───── The data ─────

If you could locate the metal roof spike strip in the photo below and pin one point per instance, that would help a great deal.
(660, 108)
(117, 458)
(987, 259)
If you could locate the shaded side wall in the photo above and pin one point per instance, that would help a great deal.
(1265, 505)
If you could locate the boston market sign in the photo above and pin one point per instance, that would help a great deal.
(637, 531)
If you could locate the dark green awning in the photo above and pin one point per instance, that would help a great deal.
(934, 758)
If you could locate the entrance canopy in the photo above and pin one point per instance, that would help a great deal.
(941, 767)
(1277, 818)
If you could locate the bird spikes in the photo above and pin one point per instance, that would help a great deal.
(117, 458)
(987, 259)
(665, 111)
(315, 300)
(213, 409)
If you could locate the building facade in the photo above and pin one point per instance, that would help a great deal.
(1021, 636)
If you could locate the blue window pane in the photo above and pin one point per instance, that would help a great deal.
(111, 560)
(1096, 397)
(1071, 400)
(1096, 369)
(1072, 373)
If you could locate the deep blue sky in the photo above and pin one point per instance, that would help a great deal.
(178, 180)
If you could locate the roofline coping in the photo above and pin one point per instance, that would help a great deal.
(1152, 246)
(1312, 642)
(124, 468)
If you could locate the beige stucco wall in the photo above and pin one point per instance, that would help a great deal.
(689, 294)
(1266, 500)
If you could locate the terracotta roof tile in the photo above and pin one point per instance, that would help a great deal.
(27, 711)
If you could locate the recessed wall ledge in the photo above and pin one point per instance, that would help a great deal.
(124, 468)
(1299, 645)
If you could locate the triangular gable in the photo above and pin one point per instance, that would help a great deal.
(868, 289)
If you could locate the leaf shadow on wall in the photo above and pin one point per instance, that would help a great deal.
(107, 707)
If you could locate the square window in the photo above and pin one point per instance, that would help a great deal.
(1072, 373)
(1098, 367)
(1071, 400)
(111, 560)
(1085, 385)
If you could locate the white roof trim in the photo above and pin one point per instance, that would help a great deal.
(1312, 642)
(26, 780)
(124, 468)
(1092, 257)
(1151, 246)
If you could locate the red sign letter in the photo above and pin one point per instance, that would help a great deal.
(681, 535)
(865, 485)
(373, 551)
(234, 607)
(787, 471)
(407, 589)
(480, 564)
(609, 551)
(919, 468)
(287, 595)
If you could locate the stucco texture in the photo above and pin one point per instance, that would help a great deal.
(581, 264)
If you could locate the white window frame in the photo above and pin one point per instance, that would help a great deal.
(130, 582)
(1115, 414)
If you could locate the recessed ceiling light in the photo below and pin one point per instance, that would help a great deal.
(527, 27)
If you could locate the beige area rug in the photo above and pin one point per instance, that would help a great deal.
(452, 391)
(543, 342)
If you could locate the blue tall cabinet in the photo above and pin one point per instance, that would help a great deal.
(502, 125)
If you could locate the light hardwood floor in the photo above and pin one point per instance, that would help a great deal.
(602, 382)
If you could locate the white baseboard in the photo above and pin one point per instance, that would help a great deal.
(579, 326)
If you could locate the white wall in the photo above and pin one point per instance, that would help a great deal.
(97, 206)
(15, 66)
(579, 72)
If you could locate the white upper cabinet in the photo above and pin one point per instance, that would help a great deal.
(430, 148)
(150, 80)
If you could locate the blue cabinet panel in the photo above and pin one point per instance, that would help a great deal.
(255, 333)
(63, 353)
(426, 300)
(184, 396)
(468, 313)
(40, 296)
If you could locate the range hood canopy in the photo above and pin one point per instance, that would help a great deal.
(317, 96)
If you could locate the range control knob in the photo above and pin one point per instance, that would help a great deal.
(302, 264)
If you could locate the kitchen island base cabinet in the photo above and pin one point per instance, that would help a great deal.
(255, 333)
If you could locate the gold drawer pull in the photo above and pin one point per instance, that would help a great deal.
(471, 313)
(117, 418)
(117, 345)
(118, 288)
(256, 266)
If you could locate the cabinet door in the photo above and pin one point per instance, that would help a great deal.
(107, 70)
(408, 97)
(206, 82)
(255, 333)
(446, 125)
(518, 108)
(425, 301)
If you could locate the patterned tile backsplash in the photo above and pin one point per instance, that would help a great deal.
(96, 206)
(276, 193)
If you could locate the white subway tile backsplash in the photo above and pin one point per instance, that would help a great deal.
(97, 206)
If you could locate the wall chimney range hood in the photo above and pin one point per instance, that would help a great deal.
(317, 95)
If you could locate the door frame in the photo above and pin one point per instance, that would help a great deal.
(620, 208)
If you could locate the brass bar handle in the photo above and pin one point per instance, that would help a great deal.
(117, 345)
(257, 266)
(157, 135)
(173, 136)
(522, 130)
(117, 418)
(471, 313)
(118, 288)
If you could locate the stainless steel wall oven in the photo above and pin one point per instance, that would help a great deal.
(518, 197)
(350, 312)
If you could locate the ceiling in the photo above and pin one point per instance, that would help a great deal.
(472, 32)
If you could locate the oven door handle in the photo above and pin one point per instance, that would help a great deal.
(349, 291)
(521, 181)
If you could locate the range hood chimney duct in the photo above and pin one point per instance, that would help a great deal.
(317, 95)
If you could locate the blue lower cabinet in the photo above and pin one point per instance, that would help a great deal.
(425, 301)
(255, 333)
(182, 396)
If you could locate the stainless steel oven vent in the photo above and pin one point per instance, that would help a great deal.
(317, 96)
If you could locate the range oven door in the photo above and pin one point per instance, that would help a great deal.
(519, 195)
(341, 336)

─────

Work required: Nothing should be changed: write out all of the data as is.

Result below:
If you could locate the metal roof spike strip in the photo below and pin one point per instance, that would help a great deal.
(660, 108)
(117, 458)
(987, 259)
If you could locate the shaded side wall in the photo above and pin one point per instance, that would help a great deal.
(1265, 505)
If you could locate the boston market sign in the photo above and pin one point per instance, that would help a great deal.
(637, 531)
If you could locate the dark green awning in the photo above and pin one point per instance, that would help a great deal.
(934, 758)
If you could locate the entrance canopy in the photo above and pin one point per instance, that would help a great deal.
(941, 767)
(1277, 818)
If you could locate the bird spikes in the photo above and pin one point per instance, that would help a great deal.
(117, 458)
(987, 259)
(665, 111)
(315, 300)
(213, 409)
If you could locate the building facade in the photo above and pin one point per instance, that would help a great deal.
(1021, 636)
If you could locate the blue window pane in the photo above and pin one point per instance, that would help a great deal.
(111, 560)
(1096, 397)
(1071, 400)
(1096, 369)
(1072, 373)
If you could locate the deep blue sky in the photo above and pin one point per instance, that would help a great deal.
(178, 180)
If you could locate the roofline coping in the photo above and pin one point per instance, that would help a great deal.
(1152, 246)
(1312, 642)
(124, 468)
If you could locate the beige stucco wall in the photo above and pin one point per instance, that would help a great deal.
(689, 294)
(1266, 500)
If you could locate the terracotta roof tile in the photo above and pin one point per instance, that would help a great deal.
(27, 711)
If you could locate the recessed wall ledge in the photo above and pin one point per instance, that would help a great deal.
(124, 468)
(1299, 645)
If you could locate the triangular gable in the photo above and pin one point per instance, that would help a great deal.
(868, 289)
If you could locate the leaf shadow on wall in the photo above and pin one point per instance, that would help a great deal.
(107, 707)
If you could locate the square window in the photo above and pin one point per instance, that would help a great deal.
(1072, 373)
(1098, 367)
(1071, 400)
(111, 560)
(1085, 385)
If you could locate the white roof trim in the photo above and pin one point per instance, that would help a great deal.
(1312, 642)
(26, 780)
(124, 468)
(1092, 257)
(1151, 246)
If you could locate the red sign letter in the photo above and pin one point per instance, that would help a great deal.
(681, 535)
(865, 485)
(373, 551)
(234, 607)
(787, 471)
(407, 589)
(480, 564)
(609, 551)
(919, 468)
(287, 595)
If you could locate the stucco texture in the photo above and pin one point per instance, that would help a great deal.
(581, 264)
If you could locate the white window frame in the photo above and pin one point per instance, that would help a great deal.
(130, 582)
(1115, 414)
If you could locate the recessed ceiling light in the photo below and pin one point per instance, that would help a great deal.
(527, 27)
If you could locate the beige area rug in the photo above and pin one point per instance, that would help a great deal.
(452, 391)
(543, 342)
If you could locate the blue tall cabinet in the photo above and pin one point per instance, that would help a great deal.
(502, 125)
If you could locate the light hardwood floor in the photo above and pin one point per instance, that would help a great deal.
(602, 382)
If you could locate the white baseboard in the photo above and pin one point per instance, that would help a great deal.
(579, 326)
If you could locate the white wall in the photo above and pin one point per instance, that would help a great deal.
(97, 206)
(15, 66)
(579, 72)
If you could locate the white upper cabinet in the photo above and pin one point per instance, that would help a great deal.
(430, 148)
(150, 80)
If you could locate the blue cabinet panel in the photo above and pin one point per instance, that would help a great deal.
(255, 333)
(63, 353)
(426, 300)
(184, 396)
(468, 313)
(40, 296)
If you could locate the range hood canopy in the photo above and pin one point per instance, that would help a great deal.
(317, 96)
If you could locate the range control knob in the photo above and pin one point per instance, that would help a great deal.
(302, 264)
If you could locate the kitchen island base cabinet in the photo above and pin one point per instance, that would help a great deal.
(255, 333)
If you could locate the gold drawer pull in the photo above and pin one point per instance, that would help a great deal.
(471, 313)
(117, 418)
(117, 345)
(118, 288)
(256, 266)
If you could locate the cabinet door in the photo above and pin one point per instance, that would help a great deal.
(107, 70)
(408, 97)
(206, 82)
(255, 333)
(446, 125)
(518, 108)
(425, 301)
If you could locate the patterned tile backsplash in the photo above and pin one point per instance, that would help a great deal.
(96, 206)
(276, 193)
If you could locate the white subway tile backsplash in the photo above and pin one point per instance, that would help a great deal.
(97, 206)
If you could locate the wall chimney range hood in the photo above and pin one point per instance, that would help a great deal.
(317, 95)
If you could locate the door frame in the photo above and pin one point per instance, that would help a great deal.
(620, 208)
If you could locate the brass bar handle in the photo above and pin one point per instance, that would help a great deal.
(117, 345)
(257, 266)
(157, 135)
(173, 136)
(522, 130)
(117, 418)
(471, 313)
(118, 288)
If you could locate the stainless steel wall oven in the photo above and pin one point per instance, that would help a great deal.
(518, 197)
(350, 312)
If you could locate the ceiling in the photo above and pin one point per instance, that would help a great deal.
(472, 32)
If you could locate the oven door handle in the photo above and pin one point per instance, that would help a great deal.
(349, 291)
(521, 181)
If you could locate the range hood chimney duct in the photo above and pin one point per instance, that would help a great deal.
(317, 95)
If you could locate the blue lower cabinet in the photo above and pin one point per instance, that would help a great deal.
(425, 301)
(255, 333)
(182, 396)
If you could locate the stainless steel oven vent in the photo above and pin one point per instance, that would help a great deal.
(317, 96)
If you could locate the range oven door in the photo above and pin one point per instance, that would help a great deal.
(519, 195)
(341, 336)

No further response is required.